- _Action item_: Produce the records again in full, exactly as shown below.

- _Raw data_:
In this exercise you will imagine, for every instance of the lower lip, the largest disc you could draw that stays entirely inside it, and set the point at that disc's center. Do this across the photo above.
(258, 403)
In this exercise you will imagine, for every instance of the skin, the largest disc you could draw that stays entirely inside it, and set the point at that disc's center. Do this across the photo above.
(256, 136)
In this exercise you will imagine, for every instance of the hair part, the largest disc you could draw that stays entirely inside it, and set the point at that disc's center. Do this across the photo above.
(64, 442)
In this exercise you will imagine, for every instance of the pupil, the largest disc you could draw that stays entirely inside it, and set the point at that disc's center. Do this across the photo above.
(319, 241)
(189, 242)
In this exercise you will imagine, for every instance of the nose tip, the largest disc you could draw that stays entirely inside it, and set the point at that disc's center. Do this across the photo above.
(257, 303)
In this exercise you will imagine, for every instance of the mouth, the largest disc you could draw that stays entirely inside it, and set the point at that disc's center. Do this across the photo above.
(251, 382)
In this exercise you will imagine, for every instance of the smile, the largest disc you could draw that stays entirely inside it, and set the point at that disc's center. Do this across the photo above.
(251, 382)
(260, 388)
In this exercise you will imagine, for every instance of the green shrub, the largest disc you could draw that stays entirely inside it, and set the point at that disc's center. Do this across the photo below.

- _Reply_:
In this exercise you will imagine, for every instance of the lower lip, the largest disc you could draw that stays entirely inside it, and set the point at that disc's center. Do this across the photo above.
(258, 403)
In this exercise you will imagine, for every instance of the skin, the largest disc you could draw that stays entirely inside it, and set the point at that disc's center. Do this across the photo above.
(256, 136)
In this exercise you will imagine, for every instance of the hair part, the largest disc you could draw that stays entirely inside it, and set the point at that disc's center. Do this across the photo above.
(64, 442)
In this exercise you will imagine, for every instance of the pupil, the largest disc you could draw that stays entirely inside it, and set the point at that disc's center. Do this across the photo above.
(319, 241)
(189, 242)
In this exercise you will imagine, for every instance of the nose tip, the largest disc you could draw that stays entirely inside it, and set the point at that disc's center. Do this across the photo above.
(257, 303)
In this exercise you will imagine, for every instance of the mouth, the largest disc you could draw that stays entirely inside it, and set the point at that disc's center. Do this across the photo above.
(251, 382)
In this exercise you will imagine, for every instance of the smile, the largest disc you could draw that stays entirely inside it, and set the point at that disc's center. Do this across the photo above.
(251, 382)
(260, 388)
In this exercise you will imagine, for every instance of the green shrub, the largest disc you could draw that stays entirely inside it, and set the point at that disc's center. Do this across the photo below.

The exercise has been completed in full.